(SOURCE RECORDS Opens)

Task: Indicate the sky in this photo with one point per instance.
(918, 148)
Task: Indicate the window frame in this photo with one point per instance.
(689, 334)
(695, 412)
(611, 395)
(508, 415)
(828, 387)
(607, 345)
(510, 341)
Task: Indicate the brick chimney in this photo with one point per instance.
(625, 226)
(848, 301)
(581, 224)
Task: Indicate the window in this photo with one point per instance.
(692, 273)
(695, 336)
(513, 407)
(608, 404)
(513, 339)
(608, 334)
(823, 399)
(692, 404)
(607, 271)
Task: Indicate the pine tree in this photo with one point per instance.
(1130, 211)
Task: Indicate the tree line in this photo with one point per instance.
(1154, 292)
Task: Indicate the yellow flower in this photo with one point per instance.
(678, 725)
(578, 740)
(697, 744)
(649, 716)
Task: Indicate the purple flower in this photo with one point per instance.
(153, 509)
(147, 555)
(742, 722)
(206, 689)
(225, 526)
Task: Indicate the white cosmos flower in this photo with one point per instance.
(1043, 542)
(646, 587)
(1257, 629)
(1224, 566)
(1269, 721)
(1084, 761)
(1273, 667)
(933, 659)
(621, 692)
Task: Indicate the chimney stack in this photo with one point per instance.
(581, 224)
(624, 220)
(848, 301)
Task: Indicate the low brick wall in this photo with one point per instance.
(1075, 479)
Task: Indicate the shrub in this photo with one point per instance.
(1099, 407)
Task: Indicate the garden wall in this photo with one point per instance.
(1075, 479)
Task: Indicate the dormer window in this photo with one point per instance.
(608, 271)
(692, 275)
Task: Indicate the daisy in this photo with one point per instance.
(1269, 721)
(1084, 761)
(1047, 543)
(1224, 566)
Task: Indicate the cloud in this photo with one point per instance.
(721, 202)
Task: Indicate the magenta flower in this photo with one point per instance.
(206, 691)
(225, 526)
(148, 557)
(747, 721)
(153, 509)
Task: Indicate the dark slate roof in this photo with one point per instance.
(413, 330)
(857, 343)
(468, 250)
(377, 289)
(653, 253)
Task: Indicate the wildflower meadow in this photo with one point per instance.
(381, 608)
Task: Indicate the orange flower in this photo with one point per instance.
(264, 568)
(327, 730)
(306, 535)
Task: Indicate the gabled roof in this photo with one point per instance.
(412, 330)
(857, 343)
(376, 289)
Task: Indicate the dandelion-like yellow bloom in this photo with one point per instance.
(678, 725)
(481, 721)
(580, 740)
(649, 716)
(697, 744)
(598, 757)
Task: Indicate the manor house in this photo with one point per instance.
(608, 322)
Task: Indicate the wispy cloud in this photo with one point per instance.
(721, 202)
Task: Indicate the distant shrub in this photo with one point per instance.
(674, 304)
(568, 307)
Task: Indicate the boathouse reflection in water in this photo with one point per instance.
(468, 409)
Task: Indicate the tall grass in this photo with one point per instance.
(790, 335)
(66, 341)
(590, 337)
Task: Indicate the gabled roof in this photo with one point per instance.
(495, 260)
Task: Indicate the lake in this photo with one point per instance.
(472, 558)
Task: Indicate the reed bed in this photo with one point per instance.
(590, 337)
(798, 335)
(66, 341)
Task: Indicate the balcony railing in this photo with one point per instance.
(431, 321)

(SOURCE RECORDS Closes)

EXERCISE BRIEF
This exercise calls for an exact reproduction of the material.

TASK RESULT
Task: Indicate the sky in this photo with one point per instance.
(918, 148)
Task: Indicate the window frame in this photo with one point per instance.
(689, 334)
(695, 412)
(611, 395)
(508, 415)
(828, 387)
(607, 345)
(510, 341)
Task: Indicate the brick chimney in this photo with one point per instance.
(625, 226)
(848, 301)
(581, 224)
Task: Indicate the window in this photo with one point per instance.
(692, 273)
(695, 336)
(513, 407)
(608, 404)
(513, 339)
(608, 334)
(823, 399)
(692, 404)
(607, 271)
Task: Indicate the pine tree in this photo with one point per instance.
(1130, 211)
Task: Indicate the tree line in this photo with one point per instance.
(1154, 292)
Task: Indicate the yellow flower in this photo with one point per instance.
(678, 725)
(578, 740)
(697, 744)
(649, 716)
Task: Indicate the purple flower in this photo with one point per instance.
(153, 509)
(147, 555)
(742, 722)
(206, 689)
(225, 526)
Task: Indicate the white cosmos flower in this photo with one point per instance.
(1043, 542)
(646, 587)
(1257, 629)
(1224, 566)
(1269, 721)
(1084, 761)
(1273, 667)
(933, 659)
(621, 692)
Task: Indicate the chimney stack in this photo with one point per instance.
(581, 224)
(624, 220)
(848, 301)
Task: Indicate the low brick wall in this photo with one point per instance.
(1075, 479)
Task: Indicate the shrub in this photo with one point per instance.
(1099, 407)
Task: Indicate the garden wall in this photo with one point per instance.
(1075, 479)
Task: Indicate the dormer window in this photo with one point per instance.
(608, 271)
(692, 275)
Task: Indicate the daisy in this photo with one point per instance.
(1269, 721)
(1084, 761)
(1047, 543)
(1224, 566)
Task: Indicate the cloud in this photo with one point per instance.
(721, 202)
Task: Indicate the magenta flower in this photo with one point per instance.
(206, 691)
(225, 526)
(148, 557)
(747, 721)
(153, 509)
Task: Indicate the dark slate roof in this photo with one point per instance.
(413, 330)
(857, 343)
(468, 250)
(377, 289)
(653, 253)
Task: Indicate the wildflower meadow in this photo with one point per instance.
(381, 608)
Task: Indicate the orange flower in this photo with one point per instance.
(264, 568)
(327, 730)
(306, 535)
Task: Indicate the gabled roof in this photo with one point per instance.
(412, 330)
(857, 343)
(376, 289)
Task: Indicate the dandelion-like yellow bloom in this photo with one point per instance.
(678, 725)
(481, 721)
(580, 740)
(649, 716)
(697, 744)
(598, 757)
Task: Indicate the manor house in this photo with one point per instance.
(608, 322)
Task: Indicate the wispy cloud in this photo with one point per instance.
(721, 202)
Task: Indicate the distant shrub in this photo with one point per instance.
(674, 304)
(568, 307)
Task: Indicate the boathouse reflection in water in this photo with one point per instance.
(468, 409)
Task: Indicate the tall grass in this photo with one point per instance.
(790, 335)
(66, 341)
(590, 337)
Task: Indicate the gabled roof in this photo with one point per instance.
(495, 260)
Task: Indicate the lake in this photo with one point per instance.
(472, 558)
Task: Indicate the reed bed in this photo with one point per instance.
(590, 337)
(798, 335)
(66, 341)
Task: Indicate the balcony railing in this photo with one point per instance.
(431, 321)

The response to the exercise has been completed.